## RECORDS FOR THIS TASK

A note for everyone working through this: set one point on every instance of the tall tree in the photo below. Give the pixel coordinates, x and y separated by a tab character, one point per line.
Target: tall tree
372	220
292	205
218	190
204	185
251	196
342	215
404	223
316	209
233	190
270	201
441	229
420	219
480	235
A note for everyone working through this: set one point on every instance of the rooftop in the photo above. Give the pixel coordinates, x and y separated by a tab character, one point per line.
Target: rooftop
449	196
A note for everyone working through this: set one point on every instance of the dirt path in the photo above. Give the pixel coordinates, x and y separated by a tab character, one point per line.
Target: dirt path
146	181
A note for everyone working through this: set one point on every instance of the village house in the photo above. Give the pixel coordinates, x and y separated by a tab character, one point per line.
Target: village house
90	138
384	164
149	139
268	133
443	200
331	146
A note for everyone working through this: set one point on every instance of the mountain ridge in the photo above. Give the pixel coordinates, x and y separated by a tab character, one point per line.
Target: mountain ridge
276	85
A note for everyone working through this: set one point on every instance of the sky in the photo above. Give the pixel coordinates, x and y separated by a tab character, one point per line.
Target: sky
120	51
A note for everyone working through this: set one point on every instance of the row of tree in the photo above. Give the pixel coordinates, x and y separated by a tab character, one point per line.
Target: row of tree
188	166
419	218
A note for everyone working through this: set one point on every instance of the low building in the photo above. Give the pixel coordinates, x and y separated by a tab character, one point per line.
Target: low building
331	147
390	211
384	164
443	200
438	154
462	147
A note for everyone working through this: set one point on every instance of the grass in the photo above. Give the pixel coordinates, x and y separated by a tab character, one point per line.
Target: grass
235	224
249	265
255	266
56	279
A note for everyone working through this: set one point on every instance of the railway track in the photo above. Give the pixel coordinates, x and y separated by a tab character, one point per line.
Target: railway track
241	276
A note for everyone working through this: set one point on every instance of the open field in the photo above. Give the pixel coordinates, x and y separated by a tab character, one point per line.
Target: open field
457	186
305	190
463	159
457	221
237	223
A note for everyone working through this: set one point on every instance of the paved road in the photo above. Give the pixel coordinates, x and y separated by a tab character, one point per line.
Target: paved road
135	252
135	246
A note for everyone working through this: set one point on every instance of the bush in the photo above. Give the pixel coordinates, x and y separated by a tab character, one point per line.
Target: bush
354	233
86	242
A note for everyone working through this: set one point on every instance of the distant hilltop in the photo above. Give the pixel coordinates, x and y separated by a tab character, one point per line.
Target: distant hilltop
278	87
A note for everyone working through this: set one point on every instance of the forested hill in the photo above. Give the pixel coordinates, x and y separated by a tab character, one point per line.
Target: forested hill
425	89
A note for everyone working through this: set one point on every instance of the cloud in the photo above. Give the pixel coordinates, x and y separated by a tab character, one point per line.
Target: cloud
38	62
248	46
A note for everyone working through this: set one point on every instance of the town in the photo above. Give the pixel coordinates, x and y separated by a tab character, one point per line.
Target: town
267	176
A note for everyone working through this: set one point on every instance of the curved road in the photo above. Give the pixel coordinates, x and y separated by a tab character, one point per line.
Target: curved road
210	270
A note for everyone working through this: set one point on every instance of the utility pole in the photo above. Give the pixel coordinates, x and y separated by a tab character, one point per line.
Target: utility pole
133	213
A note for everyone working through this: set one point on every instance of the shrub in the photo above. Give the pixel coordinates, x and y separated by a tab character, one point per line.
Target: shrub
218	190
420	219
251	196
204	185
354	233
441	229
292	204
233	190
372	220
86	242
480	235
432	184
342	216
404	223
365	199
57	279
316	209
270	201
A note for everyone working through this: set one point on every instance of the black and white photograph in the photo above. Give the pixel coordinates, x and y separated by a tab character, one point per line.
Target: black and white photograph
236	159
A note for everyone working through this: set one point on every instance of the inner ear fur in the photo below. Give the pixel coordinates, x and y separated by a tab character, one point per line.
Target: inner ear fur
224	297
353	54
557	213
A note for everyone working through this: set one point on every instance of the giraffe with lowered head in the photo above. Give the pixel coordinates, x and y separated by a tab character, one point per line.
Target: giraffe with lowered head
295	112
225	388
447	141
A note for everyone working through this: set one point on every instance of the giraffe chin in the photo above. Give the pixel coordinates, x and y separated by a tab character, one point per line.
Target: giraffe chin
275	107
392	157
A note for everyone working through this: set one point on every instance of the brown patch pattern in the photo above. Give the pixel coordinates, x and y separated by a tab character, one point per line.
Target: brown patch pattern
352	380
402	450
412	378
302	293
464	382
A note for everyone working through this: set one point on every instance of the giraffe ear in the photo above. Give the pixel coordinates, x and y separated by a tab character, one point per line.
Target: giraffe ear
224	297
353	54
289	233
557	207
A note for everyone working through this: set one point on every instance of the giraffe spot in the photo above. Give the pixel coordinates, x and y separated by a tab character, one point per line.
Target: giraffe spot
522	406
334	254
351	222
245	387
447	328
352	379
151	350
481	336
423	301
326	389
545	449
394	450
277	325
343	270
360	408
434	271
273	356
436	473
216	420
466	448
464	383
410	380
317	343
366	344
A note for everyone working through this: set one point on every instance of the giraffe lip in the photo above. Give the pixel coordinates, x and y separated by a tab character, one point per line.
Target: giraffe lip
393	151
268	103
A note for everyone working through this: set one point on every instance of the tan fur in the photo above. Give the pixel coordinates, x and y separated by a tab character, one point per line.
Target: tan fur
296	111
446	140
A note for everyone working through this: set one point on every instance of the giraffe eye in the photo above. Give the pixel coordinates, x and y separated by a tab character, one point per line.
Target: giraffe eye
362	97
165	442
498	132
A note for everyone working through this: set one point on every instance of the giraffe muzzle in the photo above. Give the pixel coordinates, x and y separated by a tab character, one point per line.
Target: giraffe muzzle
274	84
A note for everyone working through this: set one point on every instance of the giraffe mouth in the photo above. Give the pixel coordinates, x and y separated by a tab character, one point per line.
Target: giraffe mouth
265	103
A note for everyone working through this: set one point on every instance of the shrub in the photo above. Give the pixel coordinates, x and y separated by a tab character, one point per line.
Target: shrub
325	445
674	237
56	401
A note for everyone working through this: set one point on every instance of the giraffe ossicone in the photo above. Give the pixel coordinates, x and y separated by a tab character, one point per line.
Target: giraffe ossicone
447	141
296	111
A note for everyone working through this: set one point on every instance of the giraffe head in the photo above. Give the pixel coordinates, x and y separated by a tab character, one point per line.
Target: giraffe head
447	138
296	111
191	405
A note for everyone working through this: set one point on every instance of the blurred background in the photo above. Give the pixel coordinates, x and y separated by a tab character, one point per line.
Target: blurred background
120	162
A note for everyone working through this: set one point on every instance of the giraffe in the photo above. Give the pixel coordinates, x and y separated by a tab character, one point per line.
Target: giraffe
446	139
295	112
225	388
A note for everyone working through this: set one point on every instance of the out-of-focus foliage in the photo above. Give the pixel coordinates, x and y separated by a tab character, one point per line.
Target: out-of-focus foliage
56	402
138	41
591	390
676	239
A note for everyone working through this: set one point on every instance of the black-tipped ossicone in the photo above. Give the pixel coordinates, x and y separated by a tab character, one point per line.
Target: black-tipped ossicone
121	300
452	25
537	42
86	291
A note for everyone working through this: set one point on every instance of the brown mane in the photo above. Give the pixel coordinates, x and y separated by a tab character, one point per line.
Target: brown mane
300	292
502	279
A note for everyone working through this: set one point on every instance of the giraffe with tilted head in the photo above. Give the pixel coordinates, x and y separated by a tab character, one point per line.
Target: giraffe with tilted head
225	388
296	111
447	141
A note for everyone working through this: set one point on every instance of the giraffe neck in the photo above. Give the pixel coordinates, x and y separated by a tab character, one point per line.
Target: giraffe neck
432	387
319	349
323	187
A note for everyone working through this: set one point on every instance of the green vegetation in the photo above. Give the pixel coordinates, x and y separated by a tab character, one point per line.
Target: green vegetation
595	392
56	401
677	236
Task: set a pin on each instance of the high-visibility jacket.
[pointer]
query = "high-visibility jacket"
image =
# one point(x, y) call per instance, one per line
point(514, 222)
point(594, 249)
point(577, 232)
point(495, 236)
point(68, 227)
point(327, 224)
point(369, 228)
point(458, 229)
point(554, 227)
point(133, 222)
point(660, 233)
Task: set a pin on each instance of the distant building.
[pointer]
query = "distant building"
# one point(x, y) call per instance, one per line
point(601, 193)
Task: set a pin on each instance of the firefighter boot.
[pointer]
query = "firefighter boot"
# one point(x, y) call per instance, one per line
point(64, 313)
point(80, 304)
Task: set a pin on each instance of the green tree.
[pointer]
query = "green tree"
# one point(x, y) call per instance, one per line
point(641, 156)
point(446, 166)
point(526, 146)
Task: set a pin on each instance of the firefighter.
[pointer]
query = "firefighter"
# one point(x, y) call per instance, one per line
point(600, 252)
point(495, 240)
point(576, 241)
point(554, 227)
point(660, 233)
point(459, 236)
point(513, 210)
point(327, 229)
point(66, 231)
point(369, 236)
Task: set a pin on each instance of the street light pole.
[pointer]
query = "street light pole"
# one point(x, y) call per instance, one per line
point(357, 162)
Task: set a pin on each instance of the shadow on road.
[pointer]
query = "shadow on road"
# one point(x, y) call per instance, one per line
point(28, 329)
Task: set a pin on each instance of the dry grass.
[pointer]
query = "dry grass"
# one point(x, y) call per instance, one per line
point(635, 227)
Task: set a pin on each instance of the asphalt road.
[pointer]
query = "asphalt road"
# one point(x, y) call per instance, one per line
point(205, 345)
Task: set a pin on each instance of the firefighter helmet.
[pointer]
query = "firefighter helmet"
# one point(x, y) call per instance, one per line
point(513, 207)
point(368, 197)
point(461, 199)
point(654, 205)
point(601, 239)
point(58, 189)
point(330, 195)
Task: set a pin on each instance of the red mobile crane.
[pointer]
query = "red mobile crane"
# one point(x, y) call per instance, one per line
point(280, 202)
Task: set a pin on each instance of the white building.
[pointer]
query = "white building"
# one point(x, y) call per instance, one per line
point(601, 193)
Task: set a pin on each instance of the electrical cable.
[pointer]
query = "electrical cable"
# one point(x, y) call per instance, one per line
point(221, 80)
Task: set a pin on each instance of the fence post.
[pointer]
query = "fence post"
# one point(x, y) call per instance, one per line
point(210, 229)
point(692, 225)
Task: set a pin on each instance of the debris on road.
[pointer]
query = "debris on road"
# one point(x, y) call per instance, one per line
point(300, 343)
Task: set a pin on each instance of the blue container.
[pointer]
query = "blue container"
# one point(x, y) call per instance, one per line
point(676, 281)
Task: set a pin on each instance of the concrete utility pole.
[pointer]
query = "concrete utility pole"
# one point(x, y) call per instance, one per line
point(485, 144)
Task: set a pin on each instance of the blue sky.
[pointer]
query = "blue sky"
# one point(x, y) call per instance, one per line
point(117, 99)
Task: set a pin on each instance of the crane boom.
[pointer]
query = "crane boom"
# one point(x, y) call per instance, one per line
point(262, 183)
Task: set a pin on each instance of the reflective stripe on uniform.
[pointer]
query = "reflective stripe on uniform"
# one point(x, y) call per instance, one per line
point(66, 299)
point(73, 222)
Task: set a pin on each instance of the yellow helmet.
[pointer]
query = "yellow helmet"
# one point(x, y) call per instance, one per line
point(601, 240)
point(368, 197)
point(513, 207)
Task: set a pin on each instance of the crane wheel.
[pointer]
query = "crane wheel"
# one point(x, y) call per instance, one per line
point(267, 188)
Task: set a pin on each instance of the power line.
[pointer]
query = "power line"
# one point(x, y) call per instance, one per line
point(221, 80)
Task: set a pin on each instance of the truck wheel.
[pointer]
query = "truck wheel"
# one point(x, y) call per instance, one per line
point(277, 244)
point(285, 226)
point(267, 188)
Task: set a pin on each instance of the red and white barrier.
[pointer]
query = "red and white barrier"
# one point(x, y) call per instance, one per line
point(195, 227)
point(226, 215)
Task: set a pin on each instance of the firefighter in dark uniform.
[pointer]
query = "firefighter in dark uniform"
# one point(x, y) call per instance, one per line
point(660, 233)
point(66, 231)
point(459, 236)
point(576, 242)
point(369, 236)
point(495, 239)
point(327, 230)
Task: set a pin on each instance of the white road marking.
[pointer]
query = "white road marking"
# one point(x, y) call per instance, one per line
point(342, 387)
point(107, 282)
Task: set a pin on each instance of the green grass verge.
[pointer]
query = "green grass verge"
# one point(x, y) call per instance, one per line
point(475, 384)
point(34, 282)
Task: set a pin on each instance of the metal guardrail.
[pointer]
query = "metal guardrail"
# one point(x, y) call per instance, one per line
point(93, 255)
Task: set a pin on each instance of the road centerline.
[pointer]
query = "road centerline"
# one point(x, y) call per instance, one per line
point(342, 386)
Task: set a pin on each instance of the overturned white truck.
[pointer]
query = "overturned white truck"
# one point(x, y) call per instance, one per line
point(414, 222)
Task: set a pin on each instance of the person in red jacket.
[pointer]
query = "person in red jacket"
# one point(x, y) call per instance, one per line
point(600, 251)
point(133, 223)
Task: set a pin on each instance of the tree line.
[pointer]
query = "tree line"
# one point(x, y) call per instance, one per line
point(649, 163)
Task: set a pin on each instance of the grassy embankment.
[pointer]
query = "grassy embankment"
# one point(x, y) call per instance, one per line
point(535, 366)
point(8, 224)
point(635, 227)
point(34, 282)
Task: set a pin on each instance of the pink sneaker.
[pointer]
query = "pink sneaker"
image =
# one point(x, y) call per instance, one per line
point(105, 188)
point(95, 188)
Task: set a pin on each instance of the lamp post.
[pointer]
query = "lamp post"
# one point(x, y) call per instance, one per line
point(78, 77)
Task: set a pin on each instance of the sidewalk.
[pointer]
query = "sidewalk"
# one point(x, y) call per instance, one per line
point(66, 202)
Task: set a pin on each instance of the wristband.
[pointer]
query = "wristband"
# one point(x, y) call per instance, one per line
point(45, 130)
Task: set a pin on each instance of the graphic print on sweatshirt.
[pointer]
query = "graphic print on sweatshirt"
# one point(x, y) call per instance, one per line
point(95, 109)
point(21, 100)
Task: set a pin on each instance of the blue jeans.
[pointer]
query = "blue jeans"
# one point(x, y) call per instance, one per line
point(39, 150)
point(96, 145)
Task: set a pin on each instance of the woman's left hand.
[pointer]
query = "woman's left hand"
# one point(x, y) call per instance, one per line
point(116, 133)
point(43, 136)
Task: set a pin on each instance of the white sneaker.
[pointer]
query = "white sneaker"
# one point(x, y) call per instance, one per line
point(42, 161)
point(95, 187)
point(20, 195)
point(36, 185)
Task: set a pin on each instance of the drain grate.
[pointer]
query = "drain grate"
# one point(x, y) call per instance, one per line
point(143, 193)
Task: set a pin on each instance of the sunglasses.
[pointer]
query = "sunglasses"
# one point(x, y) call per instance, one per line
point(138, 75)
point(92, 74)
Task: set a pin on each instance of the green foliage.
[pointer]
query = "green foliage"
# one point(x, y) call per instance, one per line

## WORK INSTRUCTION
Which lines of the records above contain the word "asphalt"? Report each one.

## WRITTEN SOLUTION
Task: set a pin on each instance of the asphalt road.
query = "asphalt road"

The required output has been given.